Items from a dataset:
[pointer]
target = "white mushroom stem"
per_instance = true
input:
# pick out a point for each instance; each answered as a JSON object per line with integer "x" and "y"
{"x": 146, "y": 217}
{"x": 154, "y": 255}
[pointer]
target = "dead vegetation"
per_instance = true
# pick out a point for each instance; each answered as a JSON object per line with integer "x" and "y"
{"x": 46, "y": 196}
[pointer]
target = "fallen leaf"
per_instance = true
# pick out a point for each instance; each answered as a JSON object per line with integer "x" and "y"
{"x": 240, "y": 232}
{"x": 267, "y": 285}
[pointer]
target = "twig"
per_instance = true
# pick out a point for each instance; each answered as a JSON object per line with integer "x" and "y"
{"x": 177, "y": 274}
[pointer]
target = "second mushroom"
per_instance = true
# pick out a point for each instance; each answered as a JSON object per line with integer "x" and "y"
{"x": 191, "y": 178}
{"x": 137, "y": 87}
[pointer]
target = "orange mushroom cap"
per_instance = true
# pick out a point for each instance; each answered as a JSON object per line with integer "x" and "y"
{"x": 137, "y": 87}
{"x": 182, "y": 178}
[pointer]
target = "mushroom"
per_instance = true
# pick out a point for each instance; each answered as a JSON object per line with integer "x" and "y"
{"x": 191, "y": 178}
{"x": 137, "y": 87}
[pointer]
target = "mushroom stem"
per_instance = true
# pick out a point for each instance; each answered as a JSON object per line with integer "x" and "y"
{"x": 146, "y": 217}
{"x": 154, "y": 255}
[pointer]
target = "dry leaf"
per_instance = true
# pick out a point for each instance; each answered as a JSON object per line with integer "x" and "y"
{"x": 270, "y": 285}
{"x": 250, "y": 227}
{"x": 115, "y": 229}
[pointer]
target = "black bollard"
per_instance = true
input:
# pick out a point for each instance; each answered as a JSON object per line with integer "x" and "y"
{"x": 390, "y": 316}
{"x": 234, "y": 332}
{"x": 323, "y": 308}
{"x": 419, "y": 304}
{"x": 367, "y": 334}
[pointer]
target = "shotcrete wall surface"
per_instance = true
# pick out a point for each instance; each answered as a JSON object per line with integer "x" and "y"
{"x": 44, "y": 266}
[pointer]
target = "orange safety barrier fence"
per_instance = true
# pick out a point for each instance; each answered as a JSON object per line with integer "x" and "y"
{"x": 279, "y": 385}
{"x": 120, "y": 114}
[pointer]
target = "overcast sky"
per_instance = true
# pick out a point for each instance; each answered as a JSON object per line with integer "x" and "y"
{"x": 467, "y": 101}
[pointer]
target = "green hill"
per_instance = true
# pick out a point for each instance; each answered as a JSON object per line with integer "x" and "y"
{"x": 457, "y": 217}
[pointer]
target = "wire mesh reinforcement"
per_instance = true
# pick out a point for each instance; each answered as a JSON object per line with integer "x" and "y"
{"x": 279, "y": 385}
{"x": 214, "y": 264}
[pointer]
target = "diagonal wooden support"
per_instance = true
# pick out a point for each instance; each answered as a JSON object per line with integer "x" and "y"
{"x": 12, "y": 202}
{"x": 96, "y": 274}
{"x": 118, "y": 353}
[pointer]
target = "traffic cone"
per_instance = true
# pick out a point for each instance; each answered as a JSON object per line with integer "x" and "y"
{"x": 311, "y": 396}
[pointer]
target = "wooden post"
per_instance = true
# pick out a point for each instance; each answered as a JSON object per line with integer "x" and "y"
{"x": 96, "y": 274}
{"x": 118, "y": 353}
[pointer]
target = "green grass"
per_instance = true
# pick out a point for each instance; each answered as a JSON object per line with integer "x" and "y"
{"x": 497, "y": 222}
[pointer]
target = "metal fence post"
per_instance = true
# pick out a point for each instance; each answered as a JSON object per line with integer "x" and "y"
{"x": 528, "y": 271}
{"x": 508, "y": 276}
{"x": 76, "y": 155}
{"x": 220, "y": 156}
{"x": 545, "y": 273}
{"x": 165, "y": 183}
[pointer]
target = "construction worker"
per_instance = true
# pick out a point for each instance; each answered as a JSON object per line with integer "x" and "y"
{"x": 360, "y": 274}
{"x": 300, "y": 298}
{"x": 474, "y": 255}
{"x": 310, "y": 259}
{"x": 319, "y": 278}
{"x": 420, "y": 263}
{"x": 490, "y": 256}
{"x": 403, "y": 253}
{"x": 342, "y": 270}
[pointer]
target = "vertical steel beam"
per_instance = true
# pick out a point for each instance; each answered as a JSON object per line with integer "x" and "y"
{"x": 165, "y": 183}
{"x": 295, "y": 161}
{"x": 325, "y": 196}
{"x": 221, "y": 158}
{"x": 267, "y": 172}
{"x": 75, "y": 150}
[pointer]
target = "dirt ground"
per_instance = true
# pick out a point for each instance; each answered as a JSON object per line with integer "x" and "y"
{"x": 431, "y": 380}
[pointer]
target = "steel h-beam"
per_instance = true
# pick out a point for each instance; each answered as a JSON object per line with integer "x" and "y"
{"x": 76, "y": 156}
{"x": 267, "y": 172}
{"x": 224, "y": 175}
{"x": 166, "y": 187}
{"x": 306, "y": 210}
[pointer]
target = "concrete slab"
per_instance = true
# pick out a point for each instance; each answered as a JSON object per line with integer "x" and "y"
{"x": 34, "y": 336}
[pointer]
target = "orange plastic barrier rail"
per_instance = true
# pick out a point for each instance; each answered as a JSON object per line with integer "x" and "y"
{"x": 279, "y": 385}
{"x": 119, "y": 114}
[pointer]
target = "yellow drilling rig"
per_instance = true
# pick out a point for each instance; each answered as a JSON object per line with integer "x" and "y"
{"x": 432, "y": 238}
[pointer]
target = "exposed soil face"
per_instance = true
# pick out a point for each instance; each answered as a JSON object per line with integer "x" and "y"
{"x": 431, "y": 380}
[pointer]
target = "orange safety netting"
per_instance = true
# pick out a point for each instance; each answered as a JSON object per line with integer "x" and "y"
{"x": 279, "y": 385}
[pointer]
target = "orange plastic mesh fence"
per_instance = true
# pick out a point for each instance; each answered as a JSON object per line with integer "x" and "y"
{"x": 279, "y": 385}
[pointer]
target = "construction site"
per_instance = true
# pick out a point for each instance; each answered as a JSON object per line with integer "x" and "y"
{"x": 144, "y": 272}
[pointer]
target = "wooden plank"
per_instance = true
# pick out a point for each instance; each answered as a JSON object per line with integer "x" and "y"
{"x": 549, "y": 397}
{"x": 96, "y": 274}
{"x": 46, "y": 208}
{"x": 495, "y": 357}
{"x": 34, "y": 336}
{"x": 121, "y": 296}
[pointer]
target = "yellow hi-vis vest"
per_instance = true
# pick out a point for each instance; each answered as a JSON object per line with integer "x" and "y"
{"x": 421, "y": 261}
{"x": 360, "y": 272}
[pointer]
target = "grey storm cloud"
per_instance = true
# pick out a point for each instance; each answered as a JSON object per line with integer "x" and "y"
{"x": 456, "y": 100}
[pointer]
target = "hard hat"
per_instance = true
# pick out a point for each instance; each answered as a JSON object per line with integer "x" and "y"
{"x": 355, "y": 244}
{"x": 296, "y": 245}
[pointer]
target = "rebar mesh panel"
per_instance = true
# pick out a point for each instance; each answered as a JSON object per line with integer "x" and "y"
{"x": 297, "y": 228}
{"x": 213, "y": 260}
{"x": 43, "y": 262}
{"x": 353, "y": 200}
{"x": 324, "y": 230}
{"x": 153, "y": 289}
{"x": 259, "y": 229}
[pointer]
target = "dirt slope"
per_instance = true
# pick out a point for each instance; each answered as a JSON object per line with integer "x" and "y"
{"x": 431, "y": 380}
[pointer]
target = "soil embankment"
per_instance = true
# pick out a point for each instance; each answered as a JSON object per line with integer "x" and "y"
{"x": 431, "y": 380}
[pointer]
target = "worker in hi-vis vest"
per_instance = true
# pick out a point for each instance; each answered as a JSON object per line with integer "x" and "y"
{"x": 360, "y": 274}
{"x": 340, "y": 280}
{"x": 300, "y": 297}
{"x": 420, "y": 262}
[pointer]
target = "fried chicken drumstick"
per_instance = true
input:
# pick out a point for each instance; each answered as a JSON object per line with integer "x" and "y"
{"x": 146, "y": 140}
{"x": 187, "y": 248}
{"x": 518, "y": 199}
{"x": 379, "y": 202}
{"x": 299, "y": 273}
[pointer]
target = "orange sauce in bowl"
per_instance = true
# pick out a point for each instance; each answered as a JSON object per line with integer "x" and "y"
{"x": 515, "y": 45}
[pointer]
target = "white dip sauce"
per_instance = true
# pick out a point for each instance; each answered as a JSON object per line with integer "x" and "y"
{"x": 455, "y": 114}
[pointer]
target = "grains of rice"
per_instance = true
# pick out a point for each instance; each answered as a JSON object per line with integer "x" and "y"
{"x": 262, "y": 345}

> _WHAT IS REQUIRED_
Gather every line from the dataset items above that contains the string "wooden", and copy each one.

> _FULL RESPONSE_
target = "diagonal wooden support"
target = "wooden post"
target = "wooden plank"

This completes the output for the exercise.